*SUPPLIED DATA*.
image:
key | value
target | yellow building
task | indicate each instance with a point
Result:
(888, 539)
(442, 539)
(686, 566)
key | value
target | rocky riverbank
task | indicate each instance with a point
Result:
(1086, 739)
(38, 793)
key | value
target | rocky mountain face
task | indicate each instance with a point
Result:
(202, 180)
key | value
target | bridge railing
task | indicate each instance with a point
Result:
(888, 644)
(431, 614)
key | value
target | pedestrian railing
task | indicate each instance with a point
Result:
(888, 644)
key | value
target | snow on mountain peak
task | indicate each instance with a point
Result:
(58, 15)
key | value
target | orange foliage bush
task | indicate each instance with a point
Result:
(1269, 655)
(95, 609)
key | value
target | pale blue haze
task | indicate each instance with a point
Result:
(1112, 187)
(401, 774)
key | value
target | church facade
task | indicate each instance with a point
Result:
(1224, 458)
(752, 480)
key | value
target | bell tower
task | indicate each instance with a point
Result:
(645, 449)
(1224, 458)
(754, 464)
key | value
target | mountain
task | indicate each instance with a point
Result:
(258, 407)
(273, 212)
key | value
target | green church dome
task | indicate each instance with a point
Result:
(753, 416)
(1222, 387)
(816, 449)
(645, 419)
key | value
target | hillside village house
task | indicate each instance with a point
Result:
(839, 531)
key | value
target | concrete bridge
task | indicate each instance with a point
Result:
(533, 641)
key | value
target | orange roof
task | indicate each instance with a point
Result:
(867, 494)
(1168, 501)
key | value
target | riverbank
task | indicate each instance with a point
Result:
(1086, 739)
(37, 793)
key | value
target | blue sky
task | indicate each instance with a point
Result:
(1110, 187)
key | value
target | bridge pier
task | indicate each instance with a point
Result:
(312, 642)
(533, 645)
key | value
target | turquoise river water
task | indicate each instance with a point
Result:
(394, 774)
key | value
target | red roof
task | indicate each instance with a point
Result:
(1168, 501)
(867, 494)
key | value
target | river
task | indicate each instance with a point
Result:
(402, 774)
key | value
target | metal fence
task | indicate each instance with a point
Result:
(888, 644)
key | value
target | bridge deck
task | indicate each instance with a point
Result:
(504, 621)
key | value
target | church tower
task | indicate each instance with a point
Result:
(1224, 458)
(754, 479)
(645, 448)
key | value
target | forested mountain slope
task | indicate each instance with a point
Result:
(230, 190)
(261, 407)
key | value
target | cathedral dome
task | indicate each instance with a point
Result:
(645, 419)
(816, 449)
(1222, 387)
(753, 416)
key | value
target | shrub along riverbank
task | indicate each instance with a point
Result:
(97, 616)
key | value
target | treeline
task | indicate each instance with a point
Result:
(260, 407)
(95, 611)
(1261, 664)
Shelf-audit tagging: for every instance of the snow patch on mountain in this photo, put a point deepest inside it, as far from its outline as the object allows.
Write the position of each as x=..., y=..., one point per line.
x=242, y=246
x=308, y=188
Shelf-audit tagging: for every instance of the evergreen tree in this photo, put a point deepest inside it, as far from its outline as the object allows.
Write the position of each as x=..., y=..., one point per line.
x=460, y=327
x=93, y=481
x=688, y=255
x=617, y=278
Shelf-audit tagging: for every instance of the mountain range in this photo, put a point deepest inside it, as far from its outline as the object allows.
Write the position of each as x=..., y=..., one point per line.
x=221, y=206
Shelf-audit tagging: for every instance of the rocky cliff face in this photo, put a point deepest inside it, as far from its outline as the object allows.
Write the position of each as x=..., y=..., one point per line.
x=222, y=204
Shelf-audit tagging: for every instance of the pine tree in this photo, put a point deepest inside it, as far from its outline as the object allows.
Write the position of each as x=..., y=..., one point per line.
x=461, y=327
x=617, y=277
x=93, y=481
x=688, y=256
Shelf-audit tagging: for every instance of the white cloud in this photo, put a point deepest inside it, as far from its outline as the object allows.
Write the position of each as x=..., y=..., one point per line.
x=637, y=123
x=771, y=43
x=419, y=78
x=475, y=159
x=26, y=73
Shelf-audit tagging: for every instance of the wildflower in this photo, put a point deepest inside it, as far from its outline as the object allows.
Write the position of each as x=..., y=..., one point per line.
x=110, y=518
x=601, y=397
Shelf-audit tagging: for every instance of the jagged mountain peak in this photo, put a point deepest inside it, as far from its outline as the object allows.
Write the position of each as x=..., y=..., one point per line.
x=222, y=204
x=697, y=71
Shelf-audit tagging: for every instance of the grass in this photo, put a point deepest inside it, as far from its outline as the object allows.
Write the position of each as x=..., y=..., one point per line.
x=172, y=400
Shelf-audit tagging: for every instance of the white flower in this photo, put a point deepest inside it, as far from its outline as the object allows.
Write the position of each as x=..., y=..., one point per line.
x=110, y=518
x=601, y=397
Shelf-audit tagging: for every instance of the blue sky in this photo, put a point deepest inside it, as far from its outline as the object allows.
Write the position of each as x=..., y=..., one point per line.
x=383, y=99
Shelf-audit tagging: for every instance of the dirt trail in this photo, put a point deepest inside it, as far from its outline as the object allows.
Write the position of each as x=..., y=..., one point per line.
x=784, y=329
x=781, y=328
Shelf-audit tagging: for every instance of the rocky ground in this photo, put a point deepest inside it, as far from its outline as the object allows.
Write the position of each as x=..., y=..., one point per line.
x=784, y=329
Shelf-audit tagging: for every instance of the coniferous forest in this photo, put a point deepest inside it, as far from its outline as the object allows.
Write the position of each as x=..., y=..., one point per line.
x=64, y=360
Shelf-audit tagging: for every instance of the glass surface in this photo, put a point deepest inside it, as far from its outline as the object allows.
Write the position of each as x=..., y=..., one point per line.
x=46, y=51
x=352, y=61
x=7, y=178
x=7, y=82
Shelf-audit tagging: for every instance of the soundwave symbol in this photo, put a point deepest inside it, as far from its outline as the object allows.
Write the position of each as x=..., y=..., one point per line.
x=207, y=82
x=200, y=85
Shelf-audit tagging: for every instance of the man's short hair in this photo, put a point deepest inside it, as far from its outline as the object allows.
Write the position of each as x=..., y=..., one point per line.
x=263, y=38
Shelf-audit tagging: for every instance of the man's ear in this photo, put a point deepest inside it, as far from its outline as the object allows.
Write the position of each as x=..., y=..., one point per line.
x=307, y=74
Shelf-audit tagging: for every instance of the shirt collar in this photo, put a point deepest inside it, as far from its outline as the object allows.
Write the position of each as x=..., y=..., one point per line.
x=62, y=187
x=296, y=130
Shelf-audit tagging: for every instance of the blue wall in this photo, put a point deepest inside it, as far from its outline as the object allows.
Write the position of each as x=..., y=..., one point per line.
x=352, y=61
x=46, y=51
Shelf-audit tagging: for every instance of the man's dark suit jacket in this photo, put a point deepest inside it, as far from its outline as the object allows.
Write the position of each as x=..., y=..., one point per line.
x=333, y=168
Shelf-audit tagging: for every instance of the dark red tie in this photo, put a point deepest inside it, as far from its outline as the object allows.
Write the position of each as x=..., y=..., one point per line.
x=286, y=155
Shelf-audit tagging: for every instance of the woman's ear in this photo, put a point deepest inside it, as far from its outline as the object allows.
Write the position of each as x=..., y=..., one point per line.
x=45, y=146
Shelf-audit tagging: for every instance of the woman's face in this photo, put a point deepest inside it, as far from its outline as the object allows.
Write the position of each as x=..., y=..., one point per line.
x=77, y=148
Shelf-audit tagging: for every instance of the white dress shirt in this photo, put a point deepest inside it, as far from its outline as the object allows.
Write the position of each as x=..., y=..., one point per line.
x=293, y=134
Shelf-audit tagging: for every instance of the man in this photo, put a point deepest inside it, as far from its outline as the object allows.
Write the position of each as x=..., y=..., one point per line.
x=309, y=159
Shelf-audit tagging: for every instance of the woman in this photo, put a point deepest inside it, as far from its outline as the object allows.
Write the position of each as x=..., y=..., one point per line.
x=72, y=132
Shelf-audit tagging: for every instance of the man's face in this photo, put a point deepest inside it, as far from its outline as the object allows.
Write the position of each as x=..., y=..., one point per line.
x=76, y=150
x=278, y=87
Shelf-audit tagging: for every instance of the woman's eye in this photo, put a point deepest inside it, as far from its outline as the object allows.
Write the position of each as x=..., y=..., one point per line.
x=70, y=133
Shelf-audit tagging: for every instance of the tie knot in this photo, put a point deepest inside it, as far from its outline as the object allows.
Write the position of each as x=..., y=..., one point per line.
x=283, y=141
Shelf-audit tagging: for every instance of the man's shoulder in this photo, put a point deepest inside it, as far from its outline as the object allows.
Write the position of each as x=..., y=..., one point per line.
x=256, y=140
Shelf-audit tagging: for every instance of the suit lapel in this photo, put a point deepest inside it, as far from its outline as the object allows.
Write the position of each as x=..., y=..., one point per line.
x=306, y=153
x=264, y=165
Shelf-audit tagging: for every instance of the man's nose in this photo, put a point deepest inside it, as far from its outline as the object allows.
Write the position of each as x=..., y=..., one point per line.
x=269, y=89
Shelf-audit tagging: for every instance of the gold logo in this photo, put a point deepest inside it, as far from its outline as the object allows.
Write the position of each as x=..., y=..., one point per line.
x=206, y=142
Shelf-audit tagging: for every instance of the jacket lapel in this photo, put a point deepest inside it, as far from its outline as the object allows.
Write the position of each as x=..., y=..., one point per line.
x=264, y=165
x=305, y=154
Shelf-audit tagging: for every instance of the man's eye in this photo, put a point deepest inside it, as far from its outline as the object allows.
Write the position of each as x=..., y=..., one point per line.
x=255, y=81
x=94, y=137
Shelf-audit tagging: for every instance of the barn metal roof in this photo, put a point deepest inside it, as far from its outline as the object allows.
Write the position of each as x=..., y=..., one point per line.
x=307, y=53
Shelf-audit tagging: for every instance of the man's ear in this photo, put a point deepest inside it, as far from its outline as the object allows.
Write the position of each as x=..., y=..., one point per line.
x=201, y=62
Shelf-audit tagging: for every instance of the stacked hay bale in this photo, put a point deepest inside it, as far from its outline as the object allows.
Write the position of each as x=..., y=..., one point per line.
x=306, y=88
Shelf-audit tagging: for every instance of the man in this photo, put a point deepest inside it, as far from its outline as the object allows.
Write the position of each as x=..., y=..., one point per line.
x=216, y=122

*EXERCISE AIM*.
Find how many lines in the entries above have the string "shirt" and report only that number.

*TASK OUTPUT*.
2